WRITTEN REQUEST:
Copy every one of the entries below word for word, leaving out the pictures.

# # #

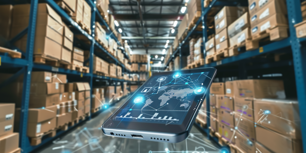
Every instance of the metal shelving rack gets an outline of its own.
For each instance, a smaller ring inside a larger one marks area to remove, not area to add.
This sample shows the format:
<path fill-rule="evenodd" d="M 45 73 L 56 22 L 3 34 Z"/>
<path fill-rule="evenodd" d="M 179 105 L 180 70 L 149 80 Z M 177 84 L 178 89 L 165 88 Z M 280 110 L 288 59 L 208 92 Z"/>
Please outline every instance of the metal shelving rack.
<path fill-rule="evenodd" d="M 8 1 L 8 0 L 0 0 L 0 2 L 5 4 L 11 4 L 13 5 L 27 3 L 27 1 Z M 54 67 L 47 65 L 38 64 L 33 62 L 33 52 L 34 49 L 34 43 L 35 39 L 35 32 L 36 28 L 36 20 L 37 16 L 37 10 L 38 8 L 38 0 L 31 0 L 31 9 L 30 12 L 29 25 L 25 29 L 18 34 L 13 39 L 10 43 L 13 44 L 14 41 L 18 40 L 22 37 L 23 35 L 27 34 L 27 42 L 26 51 L 25 53 L 22 53 L 22 55 L 24 58 L 12 58 L 8 56 L 7 54 L 5 54 L 4 55 L 0 55 L 0 68 L 12 68 L 14 69 L 19 68 L 13 75 L 0 84 L 0 88 L 3 87 L 9 84 L 12 81 L 14 81 L 21 74 L 23 74 L 23 87 L 22 92 L 22 98 L 21 102 L 21 111 L 20 117 L 20 124 L 19 127 L 19 145 L 21 148 L 23 152 L 29 152 L 37 148 L 40 147 L 46 143 L 50 142 L 52 140 L 55 139 L 59 136 L 67 132 L 69 129 L 73 128 L 77 126 L 79 124 L 81 124 L 83 121 L 87 120 L 90 120 L 91 117 L 96 116 L 97 114 L 103 111 L 101 109 L 94 113 L 92 113 L 91 116 L 87 118 L 85 120 L 80 122 L 78 124 L 75 125 L 73 127 L 69 127 L 68 130 L 65 131 L 60 131 L 57 133 L 57 135 L 52 138 L 44 138 L 42 140 L 41 143 L 36 146 L 31 146 L 30 144 L 29 139 L 27 136 L 27 119 L 28 112 L 29 109 L 29 99 L 30 94 L 30 89 L 31 84 L 31 74 L 33 70 L 42 70 L 54 72 L 58 72 L 60 73 L 66 74 L 68 75 L 74 75 L 73 76 L 77 76 L 78 75 L 81 80 L 80 81 L 86 81 L 90 83 L 90 85 L 92 90 L 93 82 L 94 80 L 99 80 L 102 81 L 107 81 L 110 82 L 114 83 L 115 89 L 118 82 L 120 82 L 121 85 L 123 87 L 123 82 L 128 82 L 129 81 L 125 81 L 122 79 L 118 79 L 116 78 L 111 78 L 108 76 L 100 76 L 93 73 L 93 57 L 94 55 L 99 57 L 107 62 L 111 63 L 115 63 L 116 65 L 120 65 L 122 68 L 122 72 L 130 73 L 130 71 L 126 69 L 123 64 L 120 63 L 118 60 L 112 56 L 108 52 L 105 50 L 101 45 L 97 43 L 94 39 L 95 33 L 95 22 L 99 22 L 101 25 L 105 26 L 107 29 L 110 31 L 110 28 L 106 22 L 101 17 L 100 13 L 98 11 L 96 7 L 95 0 L 85 0 L 92 8 L 92 18 L 91 18 L 91 27 L 92 35 L 89 34 L 87 32 L 84 31 L 81 28 L 73 21 L 70 17 L 69 17 L 53 0 L 45 0 L 41 2 L 47 3 L 50 7 L 51 7 L 63 19 L 64 22 L 70 27 L 71 30 L 75 34 L 82 34 L 88 39 L 90 42 L 90 45 L 82 44 L 81 45 L 84 46 L 84 48 L 88 48 L 90 51 L 90 55 L 89 60 L 85 61 L 85 62 L 89 62 L 90 73 L 82 73 L 75 70 L 67 69 L 59 67 Z M 107 33 L 108 36 L 114 39 L 118 45 L 120 45 L 120 42 L 118 41 L 118 39 L 116 36 L 113 34 L 112 31 Z M 74 42 L 77 39 L 74 38 Z M 81 43 L 81 41 L 78 41 L 79 43 Z M 74 44 L 75 46 L 75 44 Z M 18 51 L 20 51 L 18 48 L 14 47 L 12 46 L 12 49 L 16 49 Z M 99 51 L 98 51 L 99 50 Z M 121 50 L 122 53 L 124 54 L 125 58 L 128 59 L 127 53 L 123 50 Z M 92 91 L 91 92 L 92 92 Z M 116 93 L 116 90 L 115 90 Z"/>
<path fill-rule="evenodd" d="M 242 6 L 247 6 L 246 2 L 243 2 L 240 4 Z M 202 14 L 201 17 L 196 22 L 194 27 L 188 32 L 186 37 L 180 44 L 178 49 L 173 52 L 167 61 L 165 63 L 166 68 L 169 63 L 173 60 L 177 56 L 180 56 L 181 61 L 182 61 L 181 49 L 183 44 L 187 41 L 189 37 L 194 32 L 196 27 L 197 27 L 200 23 L 202 25 L 202 33 L 203 44 L 207 40 L 207 26 L 205 21 L 207 18 L 207 14 L 213 6 L 237 6 L 237 2 L 218 2 L 217 0 L 212 0 L 207 8 L 204 7 L 203 1 L 202 1 Z M 293 60 L 285 61 L 284 62 L 275 62 L 275 63 L 267 63 L 261 65 L 253 66 L 253 68 L 265 68 L 269 67 L 274 67 L 277 66 L 282 66 L 284 65 L 292 65 L 294 68 L 294 77 L 295 79 L 295 84 L 296 86 L 296 91 L 297 100 L 298 101 L 299 114 L 300 118 L 301 129 L 302 132 L 302 146 L 304 149 L 306 148 L 306 39 L 297 39 L 296 34 L 295 28 L 294 25 L 295 24 L 302 21 L 301 6 L 300 1 L 295 0 L 286 0 L 287 9 L 288 11 L 288 19 L 289 22 L 289 36 L 280 41 L 275 42 L 271 44 L 264 45 L 259 48 L 252 51 L 245 52 L 241 53 L 237 56 L 228 57 L 220 61 L 214 62 L 210 64 L 205 64 L 202 67 L 218 67 L 220 66 L 226 66 L 227 64 L 238 62 L 244 59 L 246 59 L 252 57 L 262 55 L 264 54 L 277 53 L 284 50 L 292 51 L 293 55 Z M 204 49 L 202 49 L 202 52 L 204 53 L 204 59 L 206 57 L 206 52 Z M 182 63 L 180 67 L 183 68 Z M 238 70 L 239 72 L 242 72 L 241 69 Z M 209 92 L 207 95 L 209 95 Z M 207 116 L 209 116 L 209 96 L 206 96 L 206 109 Z M 207 127 L 210 126 L 210 120 L 208 117 L 207 119 Z M 209 136 L 209 130 L 208 128 L 204 129 L 200 126 L 199 127 L 203 131 L 207 134 L 208 139 L 215 140 L 217 143 L 218 140 L 215 137 L 212 137 Z M 305 150 L 304 151 L 305 151 Z"/>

# # #

FULL RESPONSE:
Every instance of the metal shelving rack gets an outline of its own.
For each instance, a smaller ring inside a larger one marks area to remove, not area to add.
This sample shows the format:
<path fill-rule="evenodd" d="M 45 73 L 56 22 L 3 34 Z"/>
<path fill-rule="evenodd" d="M 179 105 L 180 70 L 149 80 Z M 177 84 L 178 89 L 165 88 Z M 280 110 L 288 59 L 208 92 Z"/>
Please outline every instance of the metal shelving rack.
<path fill-rule="evenodd" d="M 8 1 L 8 0 L 0 0 L 0 2 L 5 4 L 11 4 L 13 5 L 27 3 L 27 1 Z M 54 67 L 47 65 L 38 64 L 33 62 L 33 52 L 34 49 L 34 43 L 35 39 L 35 32 L 36 28 L 36 20 L 37 16 L 37 10 L 38 8 L 38 0 L 31 0 L 31 9 L 30 12 L 29 25 L 25 29 L 18 34 L 13 39 L 10 43 L 13 44 L 14 41 L 18 40 L 22 37 L 23 35 L 27 34 L 27 42 L 26 51 L 25 53 L 22 53 L 22 55 L 24 58 L 12 58 L 8 56 L 7 54 L 5 54 L 4 55 L 0 55 L 0 68 L 12 68 L 14 69 L 19 68 L 13 75 L 0 84 L 0 88 L 3 87 L 9 84 L 12 81 L 14 81 L 21 74 L 23 74 L 23 87 L 22 92 L 22 98 L 21 102 L 21 111 L 20 117 L 20 124 L 19 127 L 19 145 L 21 148 L 23 152 L 29 152 L 37 148 L 40 147 L 46 143 L 50 142 L 52 140 L 55 139 L 59 136 L 67 132 L 69 129 L 73 128 L 77 126 L 79 124 L 81 124 L 83 121 L 87 120 L 90 120 L 91 117 L 96 116 L 97 114 L 103 111 L 101 109 L 94 113 L 92 113 L 91 116 L 87 118 L 85 120 L 80 122 L 78 124 L 75 125 L 73 127 L 69 127 L 68 130 L 65 131 L 60 131 L 57 133 L 57 135 L 52 138 L 44 138 L 42 140 L 41 143 L 36 146 L 31 146 L 30 144 L 29 139 L 27 136 L 27 119 L 28 112 L 29 109 L 29 99 L 30 94 L 30 89 L 31 84 L 31 74 L 33 70 L 42 70 L 54 72 L 58 72 L 60 73 L 66 74 L 68 75 L 74 75 L 73 76 L 77 76 L 78 75 L 81 80 L 80 81 L 86 81 L 90 83 L 90 85 L 92 90 L 93 82 L 94 80 L 99 80 L 102 81 L 107 81 L 110 82 L 114 83 L 115 89 L 118 82 L 120 82 L 121 85 L 123 87 L 123 82 L 128 82 L 129 81 L 125 81 L 122 79 L 118 79 L 116 78 L 111 78 L 108 76 L 100 76 L 93 73 L 93 57 L 94 55 L 99 57 L 107 62 L 111 63 L 115 63 L 116 65 L 120 65 L 122 68 L 122 72 L 130 73 L 130 71 L 126 69 L 123 64 L 120 63 L 118 60 L 112 56 L 108 52 L 105 50 L 101 45 L 97 43 L 94 39 L 95 33 L 95 22 L 99 22 L 101 25 L 105 26 L 107 29 L 110 31 L 110 28 L 106 22 L 101 17 L 100 13 L 98 11 L 96 7 L 95 0 L 85 0 L 92 8 L 92 18 L 91 18 L 91 27 L 92 35 L 89 34 L 87 32 L 84 31 L 81 28 L 73 21 L 70 17 L 69 17 L 53 0 L 45 0 L 41 2 L 47 3 L 50 7 L 51 7 L 63 19 L 64 22 L 70 27 L 71 30 L 75 34 L 82 34 L 88 39 L 90 42 L 90 45 L 82 44 L 81 45 L 84 46 L 84 48 L 88 48 L 90 51 L 90 55 L 89 60 L 85 61 L 85 62 L 89 62 L 90 73 L 82 73 L 75 70 L 67 69 L 59 67 Z M 107 33 L 108 36 L 114 39 L 118 45 L 120 45 L 120 42 L 118 41 L 118 39 L 116 36 L 113 34 L 112 31 Z M 74 42 L 77 39 L 74 38 Z M 81 43 L 81 41 L 78 41 L 79 43 Z M 74 44 L 75 46 L 75 44 Z M 18 51 L 20 51 L 18 48 L 14 47 L 12 46 L 12 49 L 16 49 Z M 99 51 L 98 51 L 99 50 Z M 121 50 L 122 53 L 124 54 L 125 58 L 128 59 L 127 53 L 123 50 Z M 92 91 L 91 92 L 92 92 Z M 116 93 L 116 90 L 115 90 Z"/>
<path fill-rule="evenodd" d="M 242 6 L 247 6 L 246 2 L 243 2 L 240 4 Z M 202 14 L 201 17 L 196 22 L 194 27 L 188 32 L 186 37 L 180 44 L 178 49 L 173 52 L 167 61 L 165 63 L 166 68 L 169 63 L 173 60 L 177 56 L 180 56 L 181 61 L 182 61 L 181 49 L 183 44 L 187 41 L 189 37 L 194 32 L 196 27 L 197 27 L 200 23 L 202 25 L 202 33 L 203 44 L 207 40 L 207 26 L 205 21 L 207 18 L 207 14 L 213 6 L 237 6 L 237 2 L 218 2 L 217 0 L 212 0 L 207 8 L 204 7 L 203 1 L 202 1 Z M 293 60 L 285 61 L 284 62 L 275 62 L 275 63 L 267 63 L 261 65 L 253 66 L 253 68 L 265 68 L 269 67 L 274 67 L 277 66 L 282 66 L 284 65 L 292 65 L 294 68 L 294 77 L 295 79 L 295 84 L 296 86 L 296 91 L 297 100 L 298 101 L 299 114 L 300 118 L 301 129 L 302 132 L 302 146 L 304 149 L 306 148 L 306 39 L 297 39 L 296 34 L 295 28 L 294 25 L 295 24 L 302 21 L 301 6 L 300 1 L 295 0 L 286 0 L 287 9 L 288 11 L 288 19 L 289 22 L 289 36 L 280 41 L 275 42 L 271 44 L 264 45 L 259 48 L 252 51 L 245 52 L 241 53 L 237 56 L 228 57 L 220 61 L 214 62 L 210 64 L 205 64 L 202 67 L 218 67 L 220 66 L 226 66 L 227 64 L 238 62 L 244 59 L 246 59 L 252 57 L 262 55 L 264 54 L 277 53 L 284 50 L 292 51 L 293 55 Z M 204 49 L 202 49 L 202 52 L 204 53 L 204 59 L 206 57 L 206 52 Z M 182 63 L 180 67 L 183 68 Z M 238 70 L 239 72 L 242 72 L 241 69 Z M 209 92 L 207 95 L 209 95 Z M 207 116 L 209 116 L 209 96 L 206 96 L 206 109 Z M 207 127 L 210 126 L 210 120 L 208 117 L 207 119 Z M 209 136 L 209 130 L 208 128 L 204 129 L 200 126 L 199 127 L 203 131 L 207 134 L 208 139 L 215 140 L 217 143 L 218 140 L 215 137 L 212 137 Z M 305 150 L 304 151 L 305 151 Z"/>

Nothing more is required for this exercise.